In either case, one obtains a generic gain equation, which says that the rate of spontaneous emission of photons into the relevant mode has to be faster than the loss rate for coherence. The gain rate \(G\) for the number of decay products \(M\) within the condensate volume (photons for a laser medium, recoiling atoms or a spin-wave excitation in the emitting medium in the superradiant case) is the rate of emission into a preferred mode of the photon field, \(G=N \Gamma \Omega\), where \(N\) is the number of atoms, \(\Gamma\) is the spontaneous rate (natural linewidth) of the transition emitting particle with wavelength \(\lambda\), \(\Omega \approx (\lambda/d)^2\) is the solid angle for coherent emission from a BEC of diameter \(d\). We neglect additional angular terms due to e.g. a dipolar emission pattern. Expressing the loss rate of the coherence between initial and final atomic states as \(L=1/\tau_{\mathrm{coh}}\), we obtain the rate equation \(\dot{M}= G(M+1) – LM\) with the threshold condition for exponential amplification as \(N \Gamma (\lambda/d)^2 \tau_{\mathrm{coh}} > 1\) [13]. Below threshold, the steady state solution (for an undepleted source) is \(M= g = G/(L-G)\) which enhances the emission into the preferred mode to \((1+g) G\), where \(1+g\) is a bosonic stimulation factor with a dimensionless gain \(g\).

We now focus on the superradiant case analogous to Rayleigh superradiance in a BEC [13], [16] since photons leave the condensate volume in 3 ps. In general, \(M\) is the number of recoiling atoms which have maintained coherence with the emitting medium and can be regarded as the number of excitations of a bosonic mode describing phonons or spin-excitations. Formally, it represents the off-diagonal matrix element (coherence) of the density matrix for the emitting two-level system.

◆ PROVIDED DATA ◆
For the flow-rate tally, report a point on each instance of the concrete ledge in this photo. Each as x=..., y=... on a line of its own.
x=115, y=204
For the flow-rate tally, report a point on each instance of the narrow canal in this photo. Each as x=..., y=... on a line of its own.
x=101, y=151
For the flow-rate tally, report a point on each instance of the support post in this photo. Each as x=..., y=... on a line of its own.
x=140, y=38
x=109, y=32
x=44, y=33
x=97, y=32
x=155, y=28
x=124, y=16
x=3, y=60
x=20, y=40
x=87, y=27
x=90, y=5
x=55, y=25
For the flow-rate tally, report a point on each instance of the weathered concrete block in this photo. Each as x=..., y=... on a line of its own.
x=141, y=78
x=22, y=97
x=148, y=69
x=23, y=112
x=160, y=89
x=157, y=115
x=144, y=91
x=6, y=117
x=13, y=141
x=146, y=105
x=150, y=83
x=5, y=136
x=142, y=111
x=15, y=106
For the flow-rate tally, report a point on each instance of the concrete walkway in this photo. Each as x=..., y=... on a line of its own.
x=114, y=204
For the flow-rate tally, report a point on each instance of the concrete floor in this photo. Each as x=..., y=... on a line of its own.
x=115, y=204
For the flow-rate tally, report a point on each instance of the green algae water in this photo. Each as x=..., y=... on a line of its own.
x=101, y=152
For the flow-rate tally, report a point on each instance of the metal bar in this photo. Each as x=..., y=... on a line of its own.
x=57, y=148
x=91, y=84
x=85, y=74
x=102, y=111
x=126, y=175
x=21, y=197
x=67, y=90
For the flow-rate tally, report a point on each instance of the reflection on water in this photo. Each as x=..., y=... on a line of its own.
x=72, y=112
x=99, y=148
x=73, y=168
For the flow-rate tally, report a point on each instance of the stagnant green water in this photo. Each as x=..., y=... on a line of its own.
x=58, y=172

◆ EXERCISES ◆
1. Set down, word for word, the part of the superradiance excerpt from "We now focus" to "emitting two-level system.".
2. Switch "stagnant green water" to "standing green water" in the records, from the line with "of the stagnant" through the end of the records. Give back only those lines, with nothing else changed.

◆ FULL ANSWERS ◆
1.
We now focus on the superradiant case analogous to Rayleigh superradiance in a BEC [13], [16] since photons leave the condensate volume in 3 ps. In general, \(M\) is the number of recoiling atoms which have maintained coherence with the emitting medium and can be regarded as the number of excitations of a bosonic mode describing phonons or spin-excitations. Formally, it represents the off-diagonal matrix element (coherence) of the density matrix for the emitting two-level system.

2.
For the flow-rate tally, report a point on each instance of the standing green water in this photo. Each as x=..., y=... on a line of its own.
x=58, y=172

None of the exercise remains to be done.